A Zed and Two Noughts (1985) is beautifully filmed, with carefully framed shots that evoke Vermeer paintings. It's complex and fascinating, but probably not for everybody.
CW: death and decay of humans and animals, self harm, etc. Spoilers too!
The film explores the grief of two brothers who lost their wives when a swan flew into a car's windshield in front of a ZOO.
Wondering what happens to bodies after death, they create time lapse films of the decay of increasingly complex life forms (Apple to Zebra). While filming accelerated decay, they watch David Attenborough's "Life on Earth" documentary about the origins of life.
Scientific study of creation and death couldn't explain the loss of their wives via a Violent Unexplained Event. The brothers, born as conjoined twins, seek unorthodox surgery to make them whole again. They also have affairs with the same two women, eventually fathering twins with one.
Is there order beyond duality? A mad scientist obsessed with Vermeer tries to turn women into paintings. His wife, who wears a red feathery hat even when otherwise nude, keeps appearing perfectly framed, like a painting. His artifice (carefully lit arrangements, forced symmetry and cropping) has much in common with the filmmaker's framing.
In the zoo itself, animals are caged and methodically classified. The brothers release some of the animals, but they look just as unnatural in the urban street. Is there any real release from these artificial circumstances?
The brothers set up their final film at the l'Escargot estate, where they plan to devolve into primordial OOZ. Does their artistic and scientific project survive them? Or was it all for nought?
_ _ _
*Apply what you read*.
1. According to the film review, what caused the deaths of the two brothers' wives?
2. Transcribe the stretch of the film review from "A Zed and Two" through "origins of life.".
_ _ _
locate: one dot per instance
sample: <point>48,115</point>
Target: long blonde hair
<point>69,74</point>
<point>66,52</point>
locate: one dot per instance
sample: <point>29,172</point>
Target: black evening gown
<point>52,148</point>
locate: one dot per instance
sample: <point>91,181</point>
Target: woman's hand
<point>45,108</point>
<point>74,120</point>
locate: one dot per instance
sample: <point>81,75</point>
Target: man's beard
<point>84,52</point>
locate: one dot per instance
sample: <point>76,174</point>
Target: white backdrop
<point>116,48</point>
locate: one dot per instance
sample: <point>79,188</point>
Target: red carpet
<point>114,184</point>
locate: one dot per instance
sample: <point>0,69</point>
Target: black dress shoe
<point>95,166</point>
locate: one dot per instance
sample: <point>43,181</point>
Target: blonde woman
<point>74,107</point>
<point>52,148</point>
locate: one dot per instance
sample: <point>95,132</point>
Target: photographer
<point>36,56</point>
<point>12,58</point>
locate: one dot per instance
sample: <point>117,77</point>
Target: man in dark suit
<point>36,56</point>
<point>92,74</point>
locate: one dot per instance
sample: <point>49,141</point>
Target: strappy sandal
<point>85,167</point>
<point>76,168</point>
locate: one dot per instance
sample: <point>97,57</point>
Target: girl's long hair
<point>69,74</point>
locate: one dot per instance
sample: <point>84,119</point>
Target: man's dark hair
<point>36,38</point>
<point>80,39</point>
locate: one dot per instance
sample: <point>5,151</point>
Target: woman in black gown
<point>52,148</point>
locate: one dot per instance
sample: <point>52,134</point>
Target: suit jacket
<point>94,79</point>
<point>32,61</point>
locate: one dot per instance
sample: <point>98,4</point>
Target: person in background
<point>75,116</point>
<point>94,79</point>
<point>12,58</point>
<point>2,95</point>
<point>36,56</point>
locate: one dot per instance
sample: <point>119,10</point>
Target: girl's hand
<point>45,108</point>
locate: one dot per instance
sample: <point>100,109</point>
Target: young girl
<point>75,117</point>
_ _ _
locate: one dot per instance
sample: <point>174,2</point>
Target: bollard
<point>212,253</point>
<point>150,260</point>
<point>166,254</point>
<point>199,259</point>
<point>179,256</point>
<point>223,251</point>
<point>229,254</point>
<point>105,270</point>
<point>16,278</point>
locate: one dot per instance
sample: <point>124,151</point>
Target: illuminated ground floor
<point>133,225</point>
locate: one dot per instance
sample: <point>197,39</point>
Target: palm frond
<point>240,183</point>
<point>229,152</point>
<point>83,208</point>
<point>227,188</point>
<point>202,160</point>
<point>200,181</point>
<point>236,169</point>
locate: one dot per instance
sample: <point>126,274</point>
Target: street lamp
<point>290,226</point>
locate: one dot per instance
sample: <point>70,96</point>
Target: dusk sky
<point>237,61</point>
_ _ _
*Solutions to the exercise*.
1. A swan flew into a car's windshield in front of a zoo.

2.
A Zed and Two Noughts (1985) is beautifully filmed, with carefully framed shots that evoke Vermeer paintings. It's complex and fascinating, but probably not for everybody.
CW: death and decay of humans and animals, self harm, etc. Spoilers too!
The film explores the grief of two brothers who lost their wives when a swan flew into a car's windshield in front of a ZOO.
Wondering what happens to bodies after death, they create time lapse films of the decay of increasingly complex life forms (Apple to Zebra). While filming accelerated decay, they watch David Attenborough's "Life on Earth" documentary about the origins of life.